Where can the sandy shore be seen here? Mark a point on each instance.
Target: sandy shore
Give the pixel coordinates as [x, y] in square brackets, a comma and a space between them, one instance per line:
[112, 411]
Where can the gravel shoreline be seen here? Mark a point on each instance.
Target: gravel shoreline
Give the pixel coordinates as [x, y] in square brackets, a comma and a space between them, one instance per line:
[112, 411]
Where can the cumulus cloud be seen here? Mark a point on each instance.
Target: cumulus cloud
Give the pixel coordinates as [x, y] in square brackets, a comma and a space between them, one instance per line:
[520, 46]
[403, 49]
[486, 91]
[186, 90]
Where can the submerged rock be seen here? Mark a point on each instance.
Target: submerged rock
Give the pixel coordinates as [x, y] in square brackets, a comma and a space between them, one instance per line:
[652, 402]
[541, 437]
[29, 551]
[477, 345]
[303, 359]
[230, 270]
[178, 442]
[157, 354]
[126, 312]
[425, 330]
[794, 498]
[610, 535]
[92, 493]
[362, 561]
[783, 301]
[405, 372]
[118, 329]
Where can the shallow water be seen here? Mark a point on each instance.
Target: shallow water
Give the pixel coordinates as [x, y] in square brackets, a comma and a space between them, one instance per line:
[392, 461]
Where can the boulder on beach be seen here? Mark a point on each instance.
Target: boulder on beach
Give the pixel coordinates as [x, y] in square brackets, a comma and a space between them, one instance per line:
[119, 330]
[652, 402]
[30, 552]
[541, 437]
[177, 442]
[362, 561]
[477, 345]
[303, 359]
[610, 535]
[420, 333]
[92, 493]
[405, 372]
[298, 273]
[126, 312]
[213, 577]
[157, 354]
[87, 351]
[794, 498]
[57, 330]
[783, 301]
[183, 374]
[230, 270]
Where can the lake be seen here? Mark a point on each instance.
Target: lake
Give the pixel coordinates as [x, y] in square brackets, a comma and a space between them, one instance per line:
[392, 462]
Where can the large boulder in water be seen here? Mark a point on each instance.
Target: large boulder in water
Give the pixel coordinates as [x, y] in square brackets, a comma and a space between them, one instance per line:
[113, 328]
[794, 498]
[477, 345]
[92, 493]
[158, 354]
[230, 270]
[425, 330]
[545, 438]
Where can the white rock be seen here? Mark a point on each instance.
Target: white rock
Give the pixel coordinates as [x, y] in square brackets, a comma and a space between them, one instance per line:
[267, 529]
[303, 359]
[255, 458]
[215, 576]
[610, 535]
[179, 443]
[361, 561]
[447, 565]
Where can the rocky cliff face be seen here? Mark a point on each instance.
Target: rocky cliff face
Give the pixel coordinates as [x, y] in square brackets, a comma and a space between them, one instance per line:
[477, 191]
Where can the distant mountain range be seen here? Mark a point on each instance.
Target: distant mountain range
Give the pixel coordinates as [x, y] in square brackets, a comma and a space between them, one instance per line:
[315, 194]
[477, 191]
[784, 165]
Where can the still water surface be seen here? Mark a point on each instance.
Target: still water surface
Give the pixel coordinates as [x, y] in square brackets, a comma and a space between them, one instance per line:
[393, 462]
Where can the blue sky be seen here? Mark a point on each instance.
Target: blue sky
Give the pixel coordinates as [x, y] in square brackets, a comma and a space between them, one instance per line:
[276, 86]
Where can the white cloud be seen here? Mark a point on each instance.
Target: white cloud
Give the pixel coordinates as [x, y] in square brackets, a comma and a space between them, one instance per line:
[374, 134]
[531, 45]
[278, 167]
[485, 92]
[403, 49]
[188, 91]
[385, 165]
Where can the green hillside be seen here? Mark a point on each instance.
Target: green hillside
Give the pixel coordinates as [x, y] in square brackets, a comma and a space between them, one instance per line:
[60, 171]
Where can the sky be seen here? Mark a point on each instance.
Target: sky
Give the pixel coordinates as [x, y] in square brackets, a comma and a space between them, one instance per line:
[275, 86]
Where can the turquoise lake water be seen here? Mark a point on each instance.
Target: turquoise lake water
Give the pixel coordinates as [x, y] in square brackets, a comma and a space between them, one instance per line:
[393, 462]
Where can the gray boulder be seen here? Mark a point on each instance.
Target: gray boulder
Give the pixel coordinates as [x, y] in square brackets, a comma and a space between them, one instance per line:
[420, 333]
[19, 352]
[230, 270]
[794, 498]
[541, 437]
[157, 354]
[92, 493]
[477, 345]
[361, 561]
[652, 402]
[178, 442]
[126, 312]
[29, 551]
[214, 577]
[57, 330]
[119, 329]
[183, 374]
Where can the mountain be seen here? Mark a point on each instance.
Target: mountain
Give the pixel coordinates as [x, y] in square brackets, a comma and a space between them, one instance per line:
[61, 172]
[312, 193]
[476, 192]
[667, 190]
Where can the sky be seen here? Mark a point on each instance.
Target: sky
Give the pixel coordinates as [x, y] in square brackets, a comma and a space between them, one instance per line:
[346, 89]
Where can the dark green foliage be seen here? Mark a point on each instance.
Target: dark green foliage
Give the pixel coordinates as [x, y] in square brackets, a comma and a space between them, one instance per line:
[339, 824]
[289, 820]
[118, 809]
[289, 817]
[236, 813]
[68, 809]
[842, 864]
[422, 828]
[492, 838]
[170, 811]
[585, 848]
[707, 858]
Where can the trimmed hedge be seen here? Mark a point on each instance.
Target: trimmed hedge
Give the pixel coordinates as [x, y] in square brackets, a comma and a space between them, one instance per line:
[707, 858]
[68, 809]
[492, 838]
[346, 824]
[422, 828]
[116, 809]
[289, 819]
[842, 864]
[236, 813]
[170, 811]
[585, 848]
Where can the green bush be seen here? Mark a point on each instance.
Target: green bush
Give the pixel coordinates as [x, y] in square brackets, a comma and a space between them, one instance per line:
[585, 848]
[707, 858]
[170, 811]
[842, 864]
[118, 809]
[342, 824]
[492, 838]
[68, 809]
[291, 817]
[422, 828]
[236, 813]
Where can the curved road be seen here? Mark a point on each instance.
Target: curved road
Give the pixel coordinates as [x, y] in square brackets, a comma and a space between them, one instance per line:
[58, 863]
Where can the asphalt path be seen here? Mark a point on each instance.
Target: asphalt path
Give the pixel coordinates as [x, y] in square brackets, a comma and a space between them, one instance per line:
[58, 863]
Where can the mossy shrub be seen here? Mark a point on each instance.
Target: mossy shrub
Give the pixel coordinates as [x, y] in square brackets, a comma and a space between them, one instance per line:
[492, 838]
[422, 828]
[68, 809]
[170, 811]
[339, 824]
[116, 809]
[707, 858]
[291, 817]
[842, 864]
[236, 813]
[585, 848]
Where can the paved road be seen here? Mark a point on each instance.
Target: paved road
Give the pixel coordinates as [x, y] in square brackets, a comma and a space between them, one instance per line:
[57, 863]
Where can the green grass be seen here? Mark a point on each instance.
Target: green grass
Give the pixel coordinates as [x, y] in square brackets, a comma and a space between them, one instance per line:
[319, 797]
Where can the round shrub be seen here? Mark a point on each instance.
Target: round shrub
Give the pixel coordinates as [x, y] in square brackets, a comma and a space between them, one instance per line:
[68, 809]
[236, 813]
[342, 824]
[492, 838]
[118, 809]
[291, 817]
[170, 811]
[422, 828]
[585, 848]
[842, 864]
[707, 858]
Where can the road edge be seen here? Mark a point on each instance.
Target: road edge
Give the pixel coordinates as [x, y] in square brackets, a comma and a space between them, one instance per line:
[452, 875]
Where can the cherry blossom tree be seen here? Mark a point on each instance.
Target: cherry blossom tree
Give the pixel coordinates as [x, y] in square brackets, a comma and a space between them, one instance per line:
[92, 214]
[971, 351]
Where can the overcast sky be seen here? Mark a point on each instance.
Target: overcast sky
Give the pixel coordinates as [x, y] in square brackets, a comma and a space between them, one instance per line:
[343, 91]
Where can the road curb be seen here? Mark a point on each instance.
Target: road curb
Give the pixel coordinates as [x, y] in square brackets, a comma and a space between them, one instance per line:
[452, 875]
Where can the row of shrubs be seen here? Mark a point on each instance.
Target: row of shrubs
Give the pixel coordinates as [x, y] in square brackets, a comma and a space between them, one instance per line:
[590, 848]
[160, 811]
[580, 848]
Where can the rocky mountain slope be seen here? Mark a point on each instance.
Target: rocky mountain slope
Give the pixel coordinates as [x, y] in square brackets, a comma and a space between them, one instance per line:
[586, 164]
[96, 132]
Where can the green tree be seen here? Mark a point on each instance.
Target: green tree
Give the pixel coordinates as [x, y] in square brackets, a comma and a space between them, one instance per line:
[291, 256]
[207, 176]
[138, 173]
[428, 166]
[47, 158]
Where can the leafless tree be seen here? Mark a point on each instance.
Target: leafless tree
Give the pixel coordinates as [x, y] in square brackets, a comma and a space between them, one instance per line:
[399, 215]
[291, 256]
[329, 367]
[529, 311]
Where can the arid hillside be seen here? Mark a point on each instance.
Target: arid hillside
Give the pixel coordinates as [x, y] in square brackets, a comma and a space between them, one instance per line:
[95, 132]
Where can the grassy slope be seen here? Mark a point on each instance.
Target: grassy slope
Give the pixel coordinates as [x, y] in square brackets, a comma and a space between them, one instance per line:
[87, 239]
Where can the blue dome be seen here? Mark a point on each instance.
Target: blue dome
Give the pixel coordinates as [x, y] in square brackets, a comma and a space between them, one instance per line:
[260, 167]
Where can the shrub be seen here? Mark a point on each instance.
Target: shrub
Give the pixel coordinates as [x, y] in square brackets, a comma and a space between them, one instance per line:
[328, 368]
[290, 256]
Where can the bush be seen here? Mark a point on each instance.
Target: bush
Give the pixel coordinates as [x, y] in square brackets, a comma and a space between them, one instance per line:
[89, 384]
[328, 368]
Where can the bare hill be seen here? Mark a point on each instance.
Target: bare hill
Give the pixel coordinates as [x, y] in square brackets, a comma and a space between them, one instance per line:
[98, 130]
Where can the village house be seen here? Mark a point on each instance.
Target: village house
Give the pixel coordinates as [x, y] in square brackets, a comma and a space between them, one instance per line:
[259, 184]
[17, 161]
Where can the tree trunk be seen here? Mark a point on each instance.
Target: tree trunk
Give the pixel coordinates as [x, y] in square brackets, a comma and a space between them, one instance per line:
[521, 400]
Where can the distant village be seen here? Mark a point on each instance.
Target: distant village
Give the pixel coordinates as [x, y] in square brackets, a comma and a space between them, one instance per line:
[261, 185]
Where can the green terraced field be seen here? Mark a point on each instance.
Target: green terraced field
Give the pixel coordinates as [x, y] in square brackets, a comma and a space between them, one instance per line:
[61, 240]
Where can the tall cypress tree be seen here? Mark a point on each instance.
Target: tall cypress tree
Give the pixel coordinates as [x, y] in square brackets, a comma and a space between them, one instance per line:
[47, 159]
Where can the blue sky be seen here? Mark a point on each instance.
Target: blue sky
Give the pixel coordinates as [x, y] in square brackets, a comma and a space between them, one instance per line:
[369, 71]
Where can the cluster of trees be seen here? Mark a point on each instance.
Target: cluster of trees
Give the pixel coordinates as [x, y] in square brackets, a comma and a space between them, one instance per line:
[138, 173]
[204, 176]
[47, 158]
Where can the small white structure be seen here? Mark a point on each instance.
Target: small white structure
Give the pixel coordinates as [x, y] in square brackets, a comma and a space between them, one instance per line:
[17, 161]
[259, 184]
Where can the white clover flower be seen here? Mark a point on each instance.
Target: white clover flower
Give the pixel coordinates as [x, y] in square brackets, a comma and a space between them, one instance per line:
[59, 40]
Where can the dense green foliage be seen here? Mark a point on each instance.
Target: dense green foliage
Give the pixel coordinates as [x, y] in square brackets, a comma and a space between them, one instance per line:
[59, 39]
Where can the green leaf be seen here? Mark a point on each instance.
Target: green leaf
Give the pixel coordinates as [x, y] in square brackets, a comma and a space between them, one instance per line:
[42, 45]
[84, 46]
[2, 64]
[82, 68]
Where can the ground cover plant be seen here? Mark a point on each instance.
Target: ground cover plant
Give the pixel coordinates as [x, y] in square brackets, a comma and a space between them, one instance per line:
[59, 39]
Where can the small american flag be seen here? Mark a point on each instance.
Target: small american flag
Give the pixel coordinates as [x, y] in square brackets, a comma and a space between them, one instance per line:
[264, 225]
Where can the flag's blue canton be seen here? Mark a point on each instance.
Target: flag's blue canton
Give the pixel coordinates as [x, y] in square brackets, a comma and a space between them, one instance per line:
━━━━━━━━━━━━━━━━━━━━
◆ SHORT EXERCISE
Pull out every line from the one with "Where can the cluster" to the end of the listing, and output only those.

◆ ANSWER TO THIS TASK
Where can the cluster of trees be seen here? Mark a point on each instance.
Target: cluster of trees
Give the pixel coordinates as [x, y] in square brackets, a comma and a space between them, one instance per line:
[138, 173]
[204, 176]
[47, 158]
Where can the small white structure be seen here? Mark a point on each instance.
Target: small white structure
Give the pixel coordinates as [x, y] in square brackets, a comma and a space between them, one instance per line:
[17, 161]
[259, 184]
Where can the white clover flower be seen here? Mark a point on each instance.
Target: white clover flower
Give the pixel coordinates as [x, y] in square brackets, a comma and a space between them, one instance per line:
[59, 40]
Where can the dense green foliage be seen here? Mark a point on each instance.
Target: dense green foliage
Give the pixel coordinates as [x, y] in square brackets, a comma and a space between them, one instance per line:
[59, 39]
Where can the green leaf be seen here? Mark a point on each instance.
Target: green leaf
Give the pixel coordinates as [x, y] in square brackets, a comma and a space between them, one instance per line:
[42, 45]
[84, 46]
[2, 64]
[82, 68]
Where can the ground cover plant be seen here? Mark a point on each instance.
Target: ground cover plant
Give the pixel coordinates as [x, y] in square brackets, a comma and a space between them, one instance per line:
[59, 39]
Where can the small american flag be seen here? Mark a point on each instance.
Target: small american flag
Give the pixel coordinates as [x, y] in square brackets, a comma and a space between them, one instance per line:
[264, 225]
Where can the flag's blue canton be seen here? Mark a point on each instance.
Target: flag's blue canton
Give the pixel coordinates as [x, y] in square brackets, a comma and a space between them, one instance per line:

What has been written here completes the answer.